**PROVIDED INFORMATION:**
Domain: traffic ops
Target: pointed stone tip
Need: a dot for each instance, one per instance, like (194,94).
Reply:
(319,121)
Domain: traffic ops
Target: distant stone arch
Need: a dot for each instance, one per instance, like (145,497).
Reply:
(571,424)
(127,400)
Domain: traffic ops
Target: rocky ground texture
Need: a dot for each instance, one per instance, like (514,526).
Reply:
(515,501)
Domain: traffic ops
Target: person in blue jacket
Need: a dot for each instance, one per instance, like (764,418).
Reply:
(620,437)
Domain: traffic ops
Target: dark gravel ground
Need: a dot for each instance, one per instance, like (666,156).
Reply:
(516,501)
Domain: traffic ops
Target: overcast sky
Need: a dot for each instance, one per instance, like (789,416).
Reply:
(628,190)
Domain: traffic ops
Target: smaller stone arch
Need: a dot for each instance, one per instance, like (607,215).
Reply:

**SHORT EXERCISE:** Rewrite all of the entries above as a numbered list, one line per item, leaving out any blank lines.

**OUTPUT:**
1. Domain: traffic ops
2. Target: pointed stone tip
3. Need: a dot for each instance, one per instance, like (194,94).
4. Reply:
5. (319,121)
6. Domain: traffic ops
7. Target: distant stone arch
8. Need: a dot for each instance, one per instance, like (145,497).
9. Reply:
10. (571,424)
11. (127,400)
12. Domain: traffic ops
13. Target: rocky ground texture
14. Need: a dot for each instance, one per instance, like (514,526).
15. Reply:
16. (515,501)
17. Domain: traffic ops
18. Target: person in blue jacket
19. Need: a dot for each instance, one per instance, like (764,418).
20. Reply:
21. (620,437)
22. Domain: traffic ops
23. Target: dark gravel ground
24. Need: a dot for each instance, one per instance, like (666,156).
25. Reply:
26. (516,501)
27. Domain: traffic ops
28. Target: overcast sky
29. Need: a dot for each instance, one per instance, like (789,416).
30. Reply:
31. (628,190)
32. Domain: traffic ops
33. Target: smaller stone arch
34. Need: a dot for each instance, one per instance, like (607,215).
35. Reply:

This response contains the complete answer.